Given task
Below is a block of records; repeat all of them exactly.

Data

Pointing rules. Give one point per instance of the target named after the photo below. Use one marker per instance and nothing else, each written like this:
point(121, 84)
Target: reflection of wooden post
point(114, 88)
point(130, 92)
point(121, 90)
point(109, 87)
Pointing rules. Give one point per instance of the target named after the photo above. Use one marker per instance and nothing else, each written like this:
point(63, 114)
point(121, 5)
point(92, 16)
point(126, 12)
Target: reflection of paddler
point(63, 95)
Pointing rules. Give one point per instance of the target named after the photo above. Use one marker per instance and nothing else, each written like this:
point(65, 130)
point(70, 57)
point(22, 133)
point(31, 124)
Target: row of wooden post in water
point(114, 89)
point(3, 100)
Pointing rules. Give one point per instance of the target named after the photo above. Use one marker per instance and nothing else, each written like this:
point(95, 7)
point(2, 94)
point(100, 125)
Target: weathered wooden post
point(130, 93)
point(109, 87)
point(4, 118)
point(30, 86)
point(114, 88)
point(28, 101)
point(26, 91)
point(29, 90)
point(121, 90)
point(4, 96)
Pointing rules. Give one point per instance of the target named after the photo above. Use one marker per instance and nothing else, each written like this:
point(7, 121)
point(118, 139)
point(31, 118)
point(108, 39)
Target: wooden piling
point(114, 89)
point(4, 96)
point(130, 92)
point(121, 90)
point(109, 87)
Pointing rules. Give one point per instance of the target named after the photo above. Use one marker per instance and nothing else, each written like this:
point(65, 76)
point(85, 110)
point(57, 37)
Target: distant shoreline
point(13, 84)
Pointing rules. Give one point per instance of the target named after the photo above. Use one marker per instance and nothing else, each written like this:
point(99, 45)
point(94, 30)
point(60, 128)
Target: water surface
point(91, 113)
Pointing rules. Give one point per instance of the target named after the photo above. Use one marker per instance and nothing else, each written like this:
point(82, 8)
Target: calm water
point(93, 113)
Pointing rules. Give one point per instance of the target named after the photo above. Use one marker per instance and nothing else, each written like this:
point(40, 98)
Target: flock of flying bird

Answer to this problem
Pointing rules. Give one point per instance of the target named after the photo below. Use one marker per instance and nothing else, each written like this:
point(121, 84)
Target: reflection of wooden post
point(114, 88)
point(130, 92)
point(121, 90)
point(109, 87)
Pointing rules. Give one point per instance of the target named after the photo above. Use one marker per instance and nothing else, each written like this:
point(63, 114)
point(121, 5)
point(92, 16)
point(126, 12)
Target: reflection of paddler
point(63, 95)
Pointing rules. Give one point per instance of the target named after the photo above. Use one marker per instance and nothing else, each written like this:
point(65, 130)
point(70, 57)
point(22, 133)
point(31, 124)
Target: row of wooden post in water
point(114, 89)
point(3, 100)
Pointing rules. Give one point per instance of the target named after the photo above. Use one marker per instance and nothing else, each written like this:
point(95, 7)
point(2, 94)
point(100, 125)
Target: weathered wooden post
point(130, 93)
point(109, 87)
point(4, 118)
point(30, 86)
point(114, 88)
point(28, 101)
point(26, 91)
point(29, 90)
point(121, 90)
point(4, 96)
Pointing rules. Give one point per instance of the target named after the photo above. Use one marker per instance and nothing else, each written like this:
point(7, 121)
point(118, 139)
point(31, 118)
point(108, 39)
Target: wooden piling
point(114, 89)
point(4, 96)
point(130, 92)
point(121, 90)
point(109, 87)
Pointing rules. Give one point per instance of the target named after the photo above. Use one marker per instance and nothing else, each written like this:
point(65, 76)
point(85, 110)
point(57, 37)
Target: distant shoreline
point(13, 84)
Pointing rules. Give one point per instance of the target named after the photo above. Use one marker per instance and nothing else, each written like this:
point(99, 45)
point(94, 30)
point(60, 128)
Target: water surface
point(91, 113)
Pointing rules. Give one point per instance of the target named after the photo above. Use one marker per instance and nothing else, each written like this:
point(82, 8)
Target: calm water
point(93, 113)
Pointing rules. Give one point per instance of the target named after the photo above. Use one marker per instance and nothing else, each written like this:
point(40, 98)
Target: flock of flying bird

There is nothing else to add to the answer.